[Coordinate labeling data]
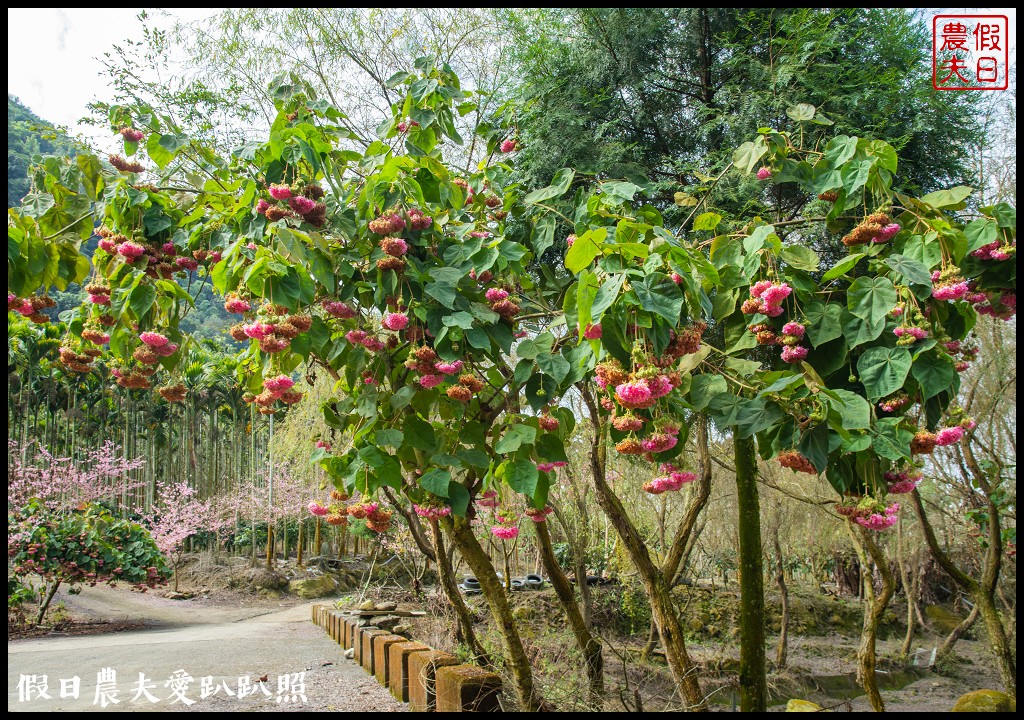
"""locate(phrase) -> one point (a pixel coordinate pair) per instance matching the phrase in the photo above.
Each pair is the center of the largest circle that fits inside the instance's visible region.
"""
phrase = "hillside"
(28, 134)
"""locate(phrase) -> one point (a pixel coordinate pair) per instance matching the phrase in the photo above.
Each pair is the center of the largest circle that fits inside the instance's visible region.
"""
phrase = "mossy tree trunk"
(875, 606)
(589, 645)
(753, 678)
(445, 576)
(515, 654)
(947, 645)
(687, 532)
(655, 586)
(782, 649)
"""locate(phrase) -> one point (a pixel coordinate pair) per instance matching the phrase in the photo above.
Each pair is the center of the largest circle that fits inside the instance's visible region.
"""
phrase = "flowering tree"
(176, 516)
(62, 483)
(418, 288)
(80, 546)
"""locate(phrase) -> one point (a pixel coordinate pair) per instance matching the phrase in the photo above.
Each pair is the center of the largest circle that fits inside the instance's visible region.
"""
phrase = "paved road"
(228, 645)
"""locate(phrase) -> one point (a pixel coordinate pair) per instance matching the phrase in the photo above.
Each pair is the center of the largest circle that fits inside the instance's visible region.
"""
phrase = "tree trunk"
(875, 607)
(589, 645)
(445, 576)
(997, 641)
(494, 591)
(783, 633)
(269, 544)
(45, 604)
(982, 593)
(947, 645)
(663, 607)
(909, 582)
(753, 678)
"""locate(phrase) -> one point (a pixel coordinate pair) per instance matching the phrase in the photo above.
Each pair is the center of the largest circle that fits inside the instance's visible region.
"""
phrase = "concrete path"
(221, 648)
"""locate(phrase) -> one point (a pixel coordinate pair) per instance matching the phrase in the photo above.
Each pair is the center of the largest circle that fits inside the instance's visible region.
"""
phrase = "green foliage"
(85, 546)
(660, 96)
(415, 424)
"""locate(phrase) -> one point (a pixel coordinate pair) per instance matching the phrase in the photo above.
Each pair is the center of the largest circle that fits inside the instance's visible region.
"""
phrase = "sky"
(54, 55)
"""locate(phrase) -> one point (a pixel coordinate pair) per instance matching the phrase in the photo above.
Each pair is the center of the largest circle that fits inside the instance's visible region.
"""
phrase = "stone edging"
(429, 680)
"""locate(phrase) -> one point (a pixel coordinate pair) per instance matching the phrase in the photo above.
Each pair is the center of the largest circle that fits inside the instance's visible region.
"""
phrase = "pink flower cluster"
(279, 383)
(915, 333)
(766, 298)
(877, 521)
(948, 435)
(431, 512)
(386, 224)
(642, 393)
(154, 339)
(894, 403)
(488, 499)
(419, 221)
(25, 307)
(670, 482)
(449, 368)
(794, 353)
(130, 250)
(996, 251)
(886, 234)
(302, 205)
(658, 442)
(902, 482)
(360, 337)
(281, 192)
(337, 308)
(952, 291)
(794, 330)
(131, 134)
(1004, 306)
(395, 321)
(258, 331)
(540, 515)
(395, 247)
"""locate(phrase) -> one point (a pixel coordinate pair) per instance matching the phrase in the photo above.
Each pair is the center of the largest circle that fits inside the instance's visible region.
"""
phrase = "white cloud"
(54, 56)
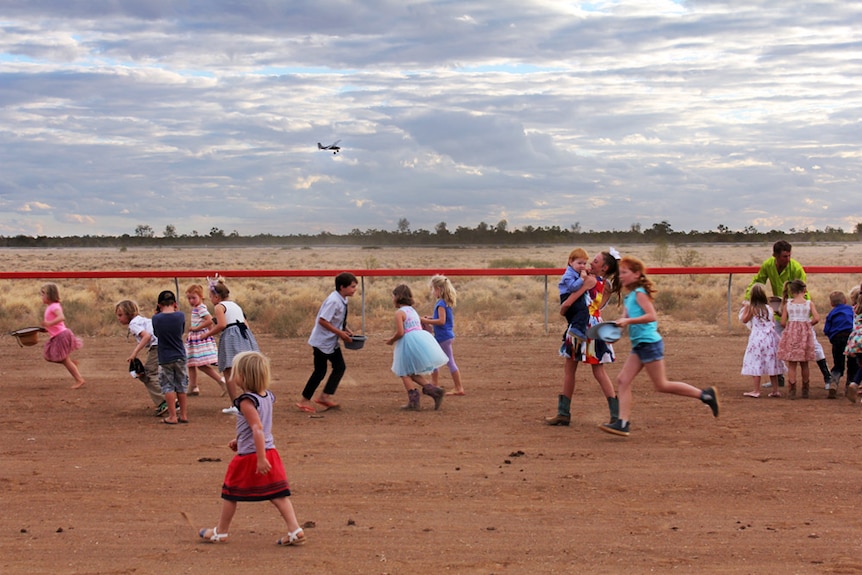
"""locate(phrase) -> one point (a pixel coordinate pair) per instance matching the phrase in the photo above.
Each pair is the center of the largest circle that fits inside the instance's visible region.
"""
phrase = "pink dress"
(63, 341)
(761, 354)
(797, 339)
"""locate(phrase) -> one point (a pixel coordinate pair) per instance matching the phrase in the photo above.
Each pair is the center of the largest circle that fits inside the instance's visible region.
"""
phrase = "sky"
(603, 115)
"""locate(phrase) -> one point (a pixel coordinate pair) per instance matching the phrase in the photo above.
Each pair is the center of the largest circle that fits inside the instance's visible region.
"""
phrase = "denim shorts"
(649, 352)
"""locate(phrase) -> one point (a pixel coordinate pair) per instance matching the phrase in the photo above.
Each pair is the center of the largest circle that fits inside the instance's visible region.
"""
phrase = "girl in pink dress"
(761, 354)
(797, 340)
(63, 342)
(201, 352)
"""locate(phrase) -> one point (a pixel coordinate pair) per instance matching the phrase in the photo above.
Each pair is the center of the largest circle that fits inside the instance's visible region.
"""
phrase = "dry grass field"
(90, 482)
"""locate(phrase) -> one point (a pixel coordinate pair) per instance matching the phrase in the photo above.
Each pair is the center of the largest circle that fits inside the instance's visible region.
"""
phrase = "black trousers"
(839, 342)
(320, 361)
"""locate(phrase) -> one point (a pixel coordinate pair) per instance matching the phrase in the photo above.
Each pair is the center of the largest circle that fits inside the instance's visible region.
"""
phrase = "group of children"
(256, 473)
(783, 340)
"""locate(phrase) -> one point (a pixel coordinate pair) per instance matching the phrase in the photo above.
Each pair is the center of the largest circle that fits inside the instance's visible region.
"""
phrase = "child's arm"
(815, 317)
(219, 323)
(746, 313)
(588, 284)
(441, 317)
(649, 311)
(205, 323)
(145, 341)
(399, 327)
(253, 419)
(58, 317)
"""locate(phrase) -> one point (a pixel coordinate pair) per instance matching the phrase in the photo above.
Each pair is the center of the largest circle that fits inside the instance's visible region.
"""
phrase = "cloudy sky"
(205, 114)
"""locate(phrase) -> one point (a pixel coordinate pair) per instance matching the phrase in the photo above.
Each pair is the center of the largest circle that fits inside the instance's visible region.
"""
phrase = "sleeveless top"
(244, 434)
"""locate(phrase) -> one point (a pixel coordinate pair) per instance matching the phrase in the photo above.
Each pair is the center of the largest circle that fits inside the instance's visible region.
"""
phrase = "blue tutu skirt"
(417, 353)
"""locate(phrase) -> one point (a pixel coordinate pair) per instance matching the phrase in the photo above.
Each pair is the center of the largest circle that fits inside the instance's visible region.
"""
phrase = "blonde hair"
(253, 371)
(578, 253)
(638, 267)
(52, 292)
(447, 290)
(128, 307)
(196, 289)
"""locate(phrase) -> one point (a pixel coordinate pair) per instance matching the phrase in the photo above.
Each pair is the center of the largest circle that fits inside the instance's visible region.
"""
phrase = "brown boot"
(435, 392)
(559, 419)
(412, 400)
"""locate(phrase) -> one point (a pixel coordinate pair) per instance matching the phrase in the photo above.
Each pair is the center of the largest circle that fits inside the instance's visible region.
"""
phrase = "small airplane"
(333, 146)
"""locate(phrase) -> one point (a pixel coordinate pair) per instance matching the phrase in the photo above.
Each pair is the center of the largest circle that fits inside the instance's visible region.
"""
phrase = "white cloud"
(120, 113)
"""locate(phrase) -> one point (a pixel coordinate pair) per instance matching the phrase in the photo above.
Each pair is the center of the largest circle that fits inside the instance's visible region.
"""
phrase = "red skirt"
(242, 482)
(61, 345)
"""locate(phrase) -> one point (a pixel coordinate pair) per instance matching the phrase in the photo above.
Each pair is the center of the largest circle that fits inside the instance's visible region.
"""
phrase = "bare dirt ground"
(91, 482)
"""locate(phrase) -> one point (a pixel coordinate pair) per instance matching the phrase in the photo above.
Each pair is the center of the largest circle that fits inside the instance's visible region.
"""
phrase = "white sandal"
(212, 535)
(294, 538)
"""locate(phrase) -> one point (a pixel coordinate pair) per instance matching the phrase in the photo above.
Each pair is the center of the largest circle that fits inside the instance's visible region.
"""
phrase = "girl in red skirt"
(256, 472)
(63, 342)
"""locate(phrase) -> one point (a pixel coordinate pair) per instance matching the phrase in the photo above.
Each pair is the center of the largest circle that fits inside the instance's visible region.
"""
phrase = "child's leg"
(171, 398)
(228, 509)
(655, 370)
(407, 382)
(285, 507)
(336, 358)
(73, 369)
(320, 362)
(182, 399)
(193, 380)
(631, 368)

== DIRECTION ==
Count the lines in the listing that contain the string "skirt", treating uppercase and lowercase as different. Give only the number.

== SOLVED PROBLEM ==
3